*** Block opens ***

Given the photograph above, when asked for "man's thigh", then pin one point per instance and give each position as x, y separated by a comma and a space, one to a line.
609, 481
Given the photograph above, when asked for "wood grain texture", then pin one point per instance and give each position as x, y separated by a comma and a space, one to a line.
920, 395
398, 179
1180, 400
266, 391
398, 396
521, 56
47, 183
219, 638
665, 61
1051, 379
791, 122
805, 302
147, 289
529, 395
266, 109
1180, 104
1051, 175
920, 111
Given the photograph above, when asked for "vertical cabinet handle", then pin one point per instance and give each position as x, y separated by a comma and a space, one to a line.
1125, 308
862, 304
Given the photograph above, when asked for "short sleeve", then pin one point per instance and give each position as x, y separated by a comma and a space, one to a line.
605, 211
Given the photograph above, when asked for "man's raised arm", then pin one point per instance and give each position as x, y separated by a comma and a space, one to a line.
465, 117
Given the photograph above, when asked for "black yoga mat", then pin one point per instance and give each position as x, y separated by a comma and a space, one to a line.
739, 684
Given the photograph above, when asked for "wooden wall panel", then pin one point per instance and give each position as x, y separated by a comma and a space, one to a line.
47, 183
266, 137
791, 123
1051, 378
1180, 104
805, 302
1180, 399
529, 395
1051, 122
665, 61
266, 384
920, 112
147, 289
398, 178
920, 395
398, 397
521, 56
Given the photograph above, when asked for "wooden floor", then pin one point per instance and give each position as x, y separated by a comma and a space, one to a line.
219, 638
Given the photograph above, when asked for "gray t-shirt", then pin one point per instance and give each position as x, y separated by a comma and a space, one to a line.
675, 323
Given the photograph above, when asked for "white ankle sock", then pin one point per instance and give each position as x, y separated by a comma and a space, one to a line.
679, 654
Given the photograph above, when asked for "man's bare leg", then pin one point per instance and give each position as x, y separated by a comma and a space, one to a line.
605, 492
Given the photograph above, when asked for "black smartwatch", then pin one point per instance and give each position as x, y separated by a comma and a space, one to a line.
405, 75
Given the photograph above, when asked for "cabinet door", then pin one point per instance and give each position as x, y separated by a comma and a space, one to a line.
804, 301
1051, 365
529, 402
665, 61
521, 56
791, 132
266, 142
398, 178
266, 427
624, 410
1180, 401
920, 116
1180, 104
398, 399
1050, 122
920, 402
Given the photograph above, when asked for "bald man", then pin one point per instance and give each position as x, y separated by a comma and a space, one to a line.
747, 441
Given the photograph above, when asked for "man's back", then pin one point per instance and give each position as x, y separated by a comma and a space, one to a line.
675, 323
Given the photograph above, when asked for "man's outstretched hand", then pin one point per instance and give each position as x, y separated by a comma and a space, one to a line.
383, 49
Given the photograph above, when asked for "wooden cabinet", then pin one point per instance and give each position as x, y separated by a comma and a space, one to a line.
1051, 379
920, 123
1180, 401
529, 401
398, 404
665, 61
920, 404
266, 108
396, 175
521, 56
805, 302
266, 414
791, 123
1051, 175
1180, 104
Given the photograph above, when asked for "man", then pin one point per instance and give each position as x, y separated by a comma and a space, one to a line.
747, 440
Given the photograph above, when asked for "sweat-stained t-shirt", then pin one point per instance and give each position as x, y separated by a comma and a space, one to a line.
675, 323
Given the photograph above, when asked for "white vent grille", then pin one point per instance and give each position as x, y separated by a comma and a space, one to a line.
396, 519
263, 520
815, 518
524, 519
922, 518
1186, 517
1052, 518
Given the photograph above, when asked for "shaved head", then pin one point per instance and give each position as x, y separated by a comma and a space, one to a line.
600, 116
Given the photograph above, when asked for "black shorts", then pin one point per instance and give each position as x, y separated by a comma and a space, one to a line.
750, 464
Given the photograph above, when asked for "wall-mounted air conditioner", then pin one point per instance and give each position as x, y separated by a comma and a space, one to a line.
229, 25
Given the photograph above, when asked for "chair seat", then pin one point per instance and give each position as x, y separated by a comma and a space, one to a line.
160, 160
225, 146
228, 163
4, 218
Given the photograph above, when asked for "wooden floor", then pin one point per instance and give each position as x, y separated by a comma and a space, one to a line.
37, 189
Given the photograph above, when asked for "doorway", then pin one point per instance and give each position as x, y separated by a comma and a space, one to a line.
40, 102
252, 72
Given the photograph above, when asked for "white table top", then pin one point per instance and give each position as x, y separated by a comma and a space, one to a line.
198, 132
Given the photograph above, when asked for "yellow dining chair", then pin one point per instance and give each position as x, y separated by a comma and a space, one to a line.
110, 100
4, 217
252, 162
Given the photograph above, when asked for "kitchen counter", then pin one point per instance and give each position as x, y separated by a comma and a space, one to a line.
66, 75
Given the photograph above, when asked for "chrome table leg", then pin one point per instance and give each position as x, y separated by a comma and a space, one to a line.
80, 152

*** Block closes ***

• _Task_
Write out all of the records above exactly as they appear.

• _Output_
Given the photograph above, when asked for "man's thigh", then pin one point per instance and give each position as x, y separated by a comma and a space, one to a line.
609, 481
Given the photograph above, when asked for "wood grain texture", then pin one point per instance and give each position as x, y separated by a comma and a space, one to a line.
920, 395
398, 179
1180, 400
266, 391
398, 396
521, 56
47, 183
219, 638
665, 61
1051, 379
791, 122
805, 302
147, 289
529, 395
266, 109
1180, 104
1051, 175
920, 111
Given the photograph above, when asked for "vertical cabinet handle", then pin one point per instance and give each position as x, y separated by a comma and a space, one to a line.
1125, 308
862, 304
Given the photograph above, when asked for "short sleeve", then pin one point per instance and give each position as x, y separated by a comma and a space, one to a line.
605, 211
Given the photograph above, when asked for "man's raised arm", then pin one point per instance and give each position as x, y separated by a comma and a space, one to a line.
465, 117
Given the photograph above, when asked for "black yoga mat", then pin one point per instance and give each position as x, y separated by a comma and a space, one to a line.
739, 684
Given the photograph above, when asked for "wooden wall panel", then pin one point per instance and give each position as x, y separated by a comma and a space, one to a line.
47, 183
266, 137
791, 123
1051, 378
1180, 104
805, 302
1180, 399
529, 395
1051, 122
665, 61
266, 384
920, 112
147, 289
398, 178
920, 395
398, 397
521, 56
Given the photograph above, when asked for "wooden floor", then pin one point per instance and give each position as x, y separated by a comma and a space, one to a line.
219, 638
Given the photograph above, when asked for "gray t-shirt", then pin one point per instance and give each position as x, y separated by a comma and a space, one to a line.
675, 323
Given the photograph above, when asked for "white ankle sock", then pin one point per instance and give each position as x, y separated by a comma and a space, one to a line.
679, 654
Given the photograph above, when asked for "man's bare leg", then pin one point per instance and give each position as x, y separated by a comma and a space, one to a line.
605, 492
Given the photograph above, when asked for "black smartwatch", then pin one point per instance and give each position as x, y separated by a comma and a space, one to a line.
405, 75
Given the photograph above, when asked for "cabinet door", then pin one point per instance and give each position as x, y separated by a comma and a space, one to a line.
804, 301
1051, 365
529, 402
665, 61
521, 56
791, 132
266, 142
398, 178
266, 427
624, 410
1180, 401
920, 116
1180, 104
398, 399
1050, 122
920, 402
Given the photograph above, when asked for "bald man", then pin one point per instance and give each position as x, y separated by a comma and a space, one to a line.
747, 441
Given the photograph above, when asked for "man's back", then pin one point per instance and give each position as x, y separated by a comma and a space, one to a line.
675, 323
Given the photograph above, when asked for "man's outstretched hand", then pin one point per instance and give each position as x, y separated by a comma and a space, one to a line.
383, 49
Given the photograph above, when asked for "wooden cabinet", then pin one point per instance and give each position as x, y separated by a comma and a space, one to a line.
1051, 379
920, 123
1180, 401
529, 401
398, 404
665, 61
920, 404
266, 108
396, 175
521, 56
805, 302
266, 414
791, 123
1051, 175
1180, 104
Given the photograph above, when asked for "man", then pin one point per instance and give each position as x, y separated by a comma and a space, one to a line.
747, 440
Given the photograph above, when asked for "sweat-stained t-shirt", then pin one point per instance and give each position as x, y separated by a comma and a space, one to a line.
675, 323
Given the photograph above, when asked for "white vent grille", then pin one point per instance and give each position as x, y separated by a comma and a space, one to a line.
396, 519
263, 520
815, 518
524, 519
922, 518
1186, 517
1052, 518
Given the photograph above, when asked for "shaved head", then pin one point per instance and give each position as x, y separated by a comma and a space, one to a line.
600, 116
Given the photograph above, when asked for "black shorts", then pin one point per instance and give each position as x, y separated by a comma and a space, one to a line.
750, 464
Given the photograph above, when asked for "wall-mounted air conditioner", then pin one point per instance and give each position as x, y separated by a comma and a space, one to a line.
229, 25
Given the photograph above, when asked for "chair seat", then pin one point per instance and give each position as x, y separated by a comma and a space, one to a line.
160, 160
225, 146
228, 163
4, 218
Given the photograph above, when asked for "wooden floor", then pin one point per instance and give each position as x, y separated by a comma and a space, one to a line.
37, 189
Given the photograph above, when asked for "doorway", then pin one point per instance and give each position as x, y separated by a comma and a space, one to a line.
40, 102
252, 72
Given the photograph above, when asked for "white table top", then pin one point per instance and give each position as x, y separated by a comma and a space, one to a line.
198, 132
Given the photograph above, when asked for "yellow dining chair", then pin one point per instance and give each position as x, y separated by a comma and a space, one to a line.
110, 100
4, 217
252, 162
Given the photograph above, when asked for "kitchen counter", then pin one point per instance and give each position as x, y separated by a comma and a space, one to a line.
66, 75
Given the photograph above, when asked for "chrome table leg", then pin one point per instance and give each position as x, y separated by a comma and a space, one to a line.
80, 152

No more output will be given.